- Exercise prompt
Select each line in the records that contains the word "field", and copy those lines. Case matters.

- Records for this task
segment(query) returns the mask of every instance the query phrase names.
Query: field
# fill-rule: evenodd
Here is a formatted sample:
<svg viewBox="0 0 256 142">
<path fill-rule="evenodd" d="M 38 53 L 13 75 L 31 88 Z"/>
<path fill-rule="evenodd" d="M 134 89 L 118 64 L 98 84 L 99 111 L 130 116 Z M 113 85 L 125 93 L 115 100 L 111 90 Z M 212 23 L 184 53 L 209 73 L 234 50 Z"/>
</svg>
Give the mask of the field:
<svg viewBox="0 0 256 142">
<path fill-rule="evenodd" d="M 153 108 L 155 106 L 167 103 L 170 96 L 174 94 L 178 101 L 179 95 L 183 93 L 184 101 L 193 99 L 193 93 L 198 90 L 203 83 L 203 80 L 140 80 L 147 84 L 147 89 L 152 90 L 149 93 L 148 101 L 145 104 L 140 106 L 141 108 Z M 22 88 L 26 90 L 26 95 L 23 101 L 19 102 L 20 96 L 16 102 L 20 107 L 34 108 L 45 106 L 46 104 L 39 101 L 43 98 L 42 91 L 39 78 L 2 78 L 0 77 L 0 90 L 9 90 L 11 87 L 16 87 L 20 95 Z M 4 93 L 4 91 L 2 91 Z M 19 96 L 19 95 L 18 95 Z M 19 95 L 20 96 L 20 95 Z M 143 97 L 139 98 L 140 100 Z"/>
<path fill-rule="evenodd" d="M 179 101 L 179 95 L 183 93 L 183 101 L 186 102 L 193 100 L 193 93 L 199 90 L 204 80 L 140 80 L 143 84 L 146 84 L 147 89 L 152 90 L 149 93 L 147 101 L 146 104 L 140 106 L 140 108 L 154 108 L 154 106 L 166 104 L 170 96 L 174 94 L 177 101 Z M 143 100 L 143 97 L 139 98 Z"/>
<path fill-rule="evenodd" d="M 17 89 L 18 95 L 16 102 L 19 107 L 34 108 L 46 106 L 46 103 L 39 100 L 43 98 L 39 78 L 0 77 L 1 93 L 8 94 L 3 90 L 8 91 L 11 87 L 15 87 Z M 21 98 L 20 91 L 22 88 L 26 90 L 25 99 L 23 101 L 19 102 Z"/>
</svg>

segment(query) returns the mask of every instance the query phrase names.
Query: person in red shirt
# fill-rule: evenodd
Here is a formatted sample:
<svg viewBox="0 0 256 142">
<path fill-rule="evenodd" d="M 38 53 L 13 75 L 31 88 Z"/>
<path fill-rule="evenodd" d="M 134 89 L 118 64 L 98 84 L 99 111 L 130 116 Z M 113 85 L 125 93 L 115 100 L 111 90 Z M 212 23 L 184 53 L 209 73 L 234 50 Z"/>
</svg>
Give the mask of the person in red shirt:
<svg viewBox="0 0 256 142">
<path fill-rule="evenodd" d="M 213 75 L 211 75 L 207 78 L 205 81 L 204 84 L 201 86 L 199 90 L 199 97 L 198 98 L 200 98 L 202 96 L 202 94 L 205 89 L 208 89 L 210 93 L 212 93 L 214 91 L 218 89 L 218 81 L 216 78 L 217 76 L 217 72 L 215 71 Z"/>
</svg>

- Result below
Query: field
Give the mask of the field:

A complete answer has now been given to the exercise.